### Exercise passage

A '67 split window Corvette....

lol, sorry to say, but that made my week Jim :x


----------



## shimelhoch (Dec 9, 2009)

Thanks for the replies. Maybe my initial question to start this post should have been about the apparent scarcity of the 68-69 Lemans Convertibles and why they don't show up often in auctions. 

For me, I plan to keep my 69 Lemans Convertible as a Lemans but add some performance and safety upgrades. From the outside it will look pretty stock including the rally II wheels. I have made minor tweaks under the hood such as adding a 4 brl carb and intake. At the end of the day for me its about collecting, not trying to turn a profit. Plus I like having a driver that I can wrench on.


----------



## jrs 427 (Aug 8, 2010)

Pinion head said:


> A '67 split window Corvette....
> 
> lol, sorry to say, but that made my week Jim :x


THAT is a rare car. I am sure there is mega value to a car that was never made. Must have made one heck of a drag car, with Pontiac heritage.

######

* [Prompt 1]
In the forum thread above, condense the paragraph that begins "For me, I plan to keep" into a short bulleted list that keeps its main facts.

### Supplied material

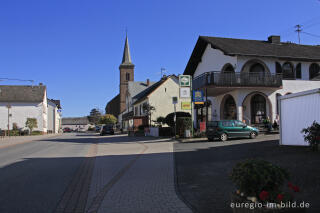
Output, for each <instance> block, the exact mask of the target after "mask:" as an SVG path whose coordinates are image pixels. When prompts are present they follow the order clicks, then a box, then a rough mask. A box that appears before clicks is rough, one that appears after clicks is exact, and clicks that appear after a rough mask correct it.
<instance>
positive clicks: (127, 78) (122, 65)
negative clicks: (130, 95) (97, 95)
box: [119, 36, 134, 113]
mask: <svg viewBox="0 0 320 213" xmlns="http://www.w3.org/2000/svg"><path fill="white" fill-rule="evenodd" d="M119 70H120V113H122V112H123V111H124V110H125V109H126V92H127V89H128V81H134V64H133V63H132V61H131V55H130V49H129V42H128V36H126V41H125V44H124V50H123V56H122V63H121V64H120V66H119Z"/></svg>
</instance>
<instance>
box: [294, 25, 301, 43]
mask: <svg viewBox="0 0 320 213" xmlns="http://www.w3.org/2000/svg"><path fill="white" fill-rule="evenodd" d="M294 27H295V28H297V29H296V30H295V32H297V33H298V39H299V44H300V33H301V31H302V29H301V27H302V25H300V24H297V25H296V26H294Z"/></svg>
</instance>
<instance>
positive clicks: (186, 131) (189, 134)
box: [184, 129, 191, 138]
mask: <svg viewBox="0 0 320 213" xmlns="http://www.w3.org/2000/svg"><path fill="white" fill-rule="evenodd" d="M184 137H185V138H190V137H191V131H190V129H186V130H185V132H184Z"/></svg>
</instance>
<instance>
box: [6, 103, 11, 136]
mask: <svg viewBox="0 0 320 213" xmlns="http://www.w3.org/2000/svg"><path fill="white" fill-rule="evenodd" d="M6 107H7V108H8V136H9V137H10V126H9V119H10V116H11V114H10V111H9V110H10V108H11V105H10V104H9V103H8V104H7V106H6Z"/></svg>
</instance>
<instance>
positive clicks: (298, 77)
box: [296, 63, 301, 79]
mask: <svg viewBox="0 0 320 213" xmlns="http://www.w3.org/2000/svg"><path fill="white" fill-rule="evenodd" d="M296 78H297V79H301V63H299V64H297V66H296Z"/></svg>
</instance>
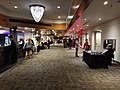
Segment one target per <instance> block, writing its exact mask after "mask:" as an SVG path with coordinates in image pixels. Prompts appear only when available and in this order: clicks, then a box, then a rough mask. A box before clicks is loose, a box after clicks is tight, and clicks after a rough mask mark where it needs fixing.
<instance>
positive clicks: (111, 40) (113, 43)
mask: <svg viewBox="0 0 120 90" xmlns="http://www.w3.org/2000/svg"><path fill="white" fill-rule="evenodd" d="M108 44H112V45H113V48H114V49H115V50H116V39H105V40H104V42H103V48H104V49H106V47H107V45H108Z"/></svg>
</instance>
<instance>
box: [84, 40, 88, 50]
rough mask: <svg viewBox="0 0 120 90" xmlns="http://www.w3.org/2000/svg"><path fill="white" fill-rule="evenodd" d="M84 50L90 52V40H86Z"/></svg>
mask: <svg viewBox="0 0 120 90" xmlns="http://www.w3.org/2000/svg"><path fill="white" fill-rule="evenodd" d="M84 49H85V50H89V45H88V39H86V40H85V43H84Z"/></svg>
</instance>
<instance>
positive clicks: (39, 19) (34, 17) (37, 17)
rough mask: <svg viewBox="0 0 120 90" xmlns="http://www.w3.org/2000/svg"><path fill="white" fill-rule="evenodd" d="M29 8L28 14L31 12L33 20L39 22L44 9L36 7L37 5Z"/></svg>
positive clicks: (42, 8) (38, 5) (41, 17)
mask: <svg viewBox="0 0 120 90" xmlns="http://www.w3.org/2000/svg"><path fill="white" fill-rule="evenodd" d="M29 7H30V12H31V14H32V16H33V18H34V20H35V21H36V22H39V21H40V20H41V18H42V16H43V13H44V11H45V7H44V6H42V5H37V4H33V5H30V6H29Z"/></svg>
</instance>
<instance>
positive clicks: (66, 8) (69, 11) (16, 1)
mask: <svg viewBox="0 0 120 90" xmlns="http://www.w3.org/2000/svg"><path fill="white" fill-rule="evenodd" d="M80 1H81V0H0V11H1V13H3V14H5V15H7V16H12V17H18V18H25V19H31V20H33V18H32V16H31V13H30V10H29V5H31V4H40V5H43V6H45V13H44V16H43V18H42V19H41V21H42V22H47V23H66V20H67V17H68V16H69V15H71V14H72V15H73V14H74V13H75V10H74V11H71V10H72V9H71V8H72V6H74V7H75V6H77V5H79V3H80ZM15 5H16V6H18V8H17V9H15V8H14V6H15ZM57 6H60V7H61V8H59V9H58V8H57ZM58 16H61V18H58Z"/></svg>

######

* [Prompt 2]
Pull out the lines of the listing from its first line through the line containing "box: [119, 36, 134, 113]", both included, and reproduce them verbatim without the pictures.

* [Response area 1]
- The 69 Lemans Convertible will stay a Lemans, with performance and safety upgrades added.
- The outside will look mostly stock, including the rally II wheels.
- Minor changes under the hood include a 4 brl carb and intake.
- The goal is collecting, not making a profit.
- The owner enjoys having a driver to wrench on.

* [Response area 2]
Output, for each <instance> block, the exact mask of the target after "mask:" as an SVG path whose coordinates are image pixels. When prompts are present they follow the order clicks, then a box, then a rough mask. A box that appears before clicks is rough, one that appears after clicks is exact, and clicks that appear after a rough mask correct it.
<instance>
positive clicks: (127, 78) (122, 65)
negative clicks: (130, 95) (97, 95)
box: [119, 36, 134, 113]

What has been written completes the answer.